## [WHAT TO PRODUCE]
Each entry below should be echoed exactly, with pictures omitted.

(Saved entries)
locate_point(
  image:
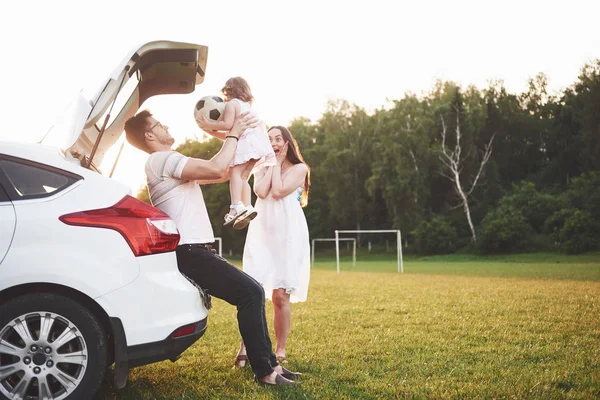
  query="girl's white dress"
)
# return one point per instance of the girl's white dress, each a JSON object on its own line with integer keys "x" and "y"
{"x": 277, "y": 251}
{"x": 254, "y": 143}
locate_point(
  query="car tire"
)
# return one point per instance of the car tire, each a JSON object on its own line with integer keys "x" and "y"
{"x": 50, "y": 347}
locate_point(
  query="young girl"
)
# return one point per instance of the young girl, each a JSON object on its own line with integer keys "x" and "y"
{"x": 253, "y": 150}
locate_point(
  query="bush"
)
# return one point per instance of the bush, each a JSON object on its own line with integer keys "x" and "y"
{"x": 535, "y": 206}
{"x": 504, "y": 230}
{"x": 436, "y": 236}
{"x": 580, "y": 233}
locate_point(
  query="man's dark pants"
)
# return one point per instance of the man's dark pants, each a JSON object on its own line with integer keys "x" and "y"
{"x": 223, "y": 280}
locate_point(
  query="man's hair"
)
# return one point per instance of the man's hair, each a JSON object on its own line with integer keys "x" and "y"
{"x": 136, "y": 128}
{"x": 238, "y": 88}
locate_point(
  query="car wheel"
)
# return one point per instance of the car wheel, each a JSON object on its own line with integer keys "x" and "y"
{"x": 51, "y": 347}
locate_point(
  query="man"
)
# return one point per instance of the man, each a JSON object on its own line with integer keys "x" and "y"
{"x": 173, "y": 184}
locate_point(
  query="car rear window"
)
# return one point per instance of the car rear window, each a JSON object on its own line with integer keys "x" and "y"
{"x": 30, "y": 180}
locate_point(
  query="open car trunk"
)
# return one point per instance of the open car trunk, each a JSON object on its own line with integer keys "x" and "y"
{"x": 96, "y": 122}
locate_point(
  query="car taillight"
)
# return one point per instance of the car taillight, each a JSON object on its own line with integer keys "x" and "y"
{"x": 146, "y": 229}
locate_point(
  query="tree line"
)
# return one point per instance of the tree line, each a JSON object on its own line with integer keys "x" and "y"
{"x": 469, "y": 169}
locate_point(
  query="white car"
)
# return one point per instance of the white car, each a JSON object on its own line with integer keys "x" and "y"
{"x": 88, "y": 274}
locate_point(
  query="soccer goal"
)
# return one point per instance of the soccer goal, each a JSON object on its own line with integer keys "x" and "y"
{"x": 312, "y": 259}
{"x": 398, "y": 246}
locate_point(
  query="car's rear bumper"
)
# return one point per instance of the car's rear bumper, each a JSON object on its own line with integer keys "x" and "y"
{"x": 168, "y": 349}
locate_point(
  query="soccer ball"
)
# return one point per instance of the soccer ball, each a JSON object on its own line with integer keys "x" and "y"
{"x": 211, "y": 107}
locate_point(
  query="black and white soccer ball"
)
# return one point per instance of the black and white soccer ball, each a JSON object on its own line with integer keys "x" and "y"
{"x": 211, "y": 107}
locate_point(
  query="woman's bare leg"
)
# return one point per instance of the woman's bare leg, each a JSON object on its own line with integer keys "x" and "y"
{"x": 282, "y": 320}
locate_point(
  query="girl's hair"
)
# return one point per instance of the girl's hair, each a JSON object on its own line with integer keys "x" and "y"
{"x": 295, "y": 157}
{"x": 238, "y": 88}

## [EXPECTED ANSWER]
locate_point(
  image:
  query="girl's white dress"
)
# return one point per instance of the girl's white dress, each a JSON object on its own line with integer keys "x" and "y"
{"x": 277, "y": 251}
{"x": 254, "y": 143}
locate_point(
  query="car tire"
)
# return one point per instance of the car tire, each a JSON object on its own line with integer keys "x" and "y"
{"x": 50, "y": 347}
locate_point(
  query="young girl"
)
# return one point per instance of the young girl, each a JSON object on its own line with integer keys "x" and "y"
{"x": 253, "y": 150}
locate_point(
  query="bush"
)
# return one point per instance of the bush, each a JSON object on its own line with integer keys "x" and "y"
{"x": 535, "y": 206}
{"x": 504, "y": 230}
{"x": 436, "y": 236}
{"x": 580, "y": 233}
locate_point(
  query="man's dark pants"
)
# return one point per instance of the man's dark pants, each a JSON object on its own line with integer keys "x" and "y"
{"x": 223, "y": 280}
locate_point(
  query="man's hair"
)
# return one point per instance of the man's hair, each a JSON object on its own line with integer keys "x" and "y"
{"x": 136, "y": 128}
{"x": 238, "y": 88}
locate_point(
  query="car wheel"
)
# return one point per instance of the car wheel, each a JSON object on its own line with integer keys "x" and "y"
{"x": 51, "y": 347}
locate_point(
  query="man"
)
# return one point per instance of the man, each a JSON object on its own line with integer keys "x" and "y"
{"x": 173, "y": 184}
locate_point(
  query="car rear window"
)
# return one point per instance of the car rear window, each a JSON object on its own line with integer keys "x" and "y"
{"x": 30, "y": 180}
locate_point(
  query="open car trunk"
)
# return one point per instance of the open car trunk, each a JSON object on its own line with integer keys "x" and "y"
{"x": 96, "y": 122}
locate_point(
  query="car taillight"
)
# return one point per instance of the car taillight, each a JSON object on its own line with integer keys "x" and "y"
{"x": 146, "y": 229}
locate_point(
  query="tree line"
)
# return one point per instance of the tree line, each a JSON object on its own line with integer keys "x" and "y"
{"x": 469, "y": 169}
locate_point(
  query="white car"
)
# return one point per instance of the white car, each a JSON object on its own line with integer keys "x" and "y"
{"x": 88, "y": 274}
locate_point(
  query="soccer goal"
)
# return one point per instance of the soccer goal, each a JSON object on its own line with integer keys "x" and "y"
{"x": 312, "y": 259}
{"x": 398, "y": 246}
locate_point(
  query="car's rear bumper"
)
# return one point per instance of the car's rear bumper, each a JSON object on its own line with integer keys "x" and "y"
{"x": 168, "y": 349}
locate_point(
  query="soccer ball"
)
# return one point per instance of the soccer ball, each a JSON object on its own line with integer keys "x" and "y"
{"x": 211, "y": 107}
locate_point(
  query="black and white soccer ball"
)
# return one point per instance of the black and white soccer ball, each a JSON object on its own line with integer keys "x" and "y"
{"x": 211, "y": 107}
locate_point(
  query="woman's bare leg"
)
# return one point per instance of the woman's bare leg, each a JSON object on its own line with integer keys "x" and "y"
{"x": 282, "y": 320}
locate_point(
  query="girl's hair"
)
# return one point per instance of the girl's hair, each a JSON object on its own line with integer keys "x" and "y"
{"x": 295, "y": 157}
{"x": 238, "y": 88}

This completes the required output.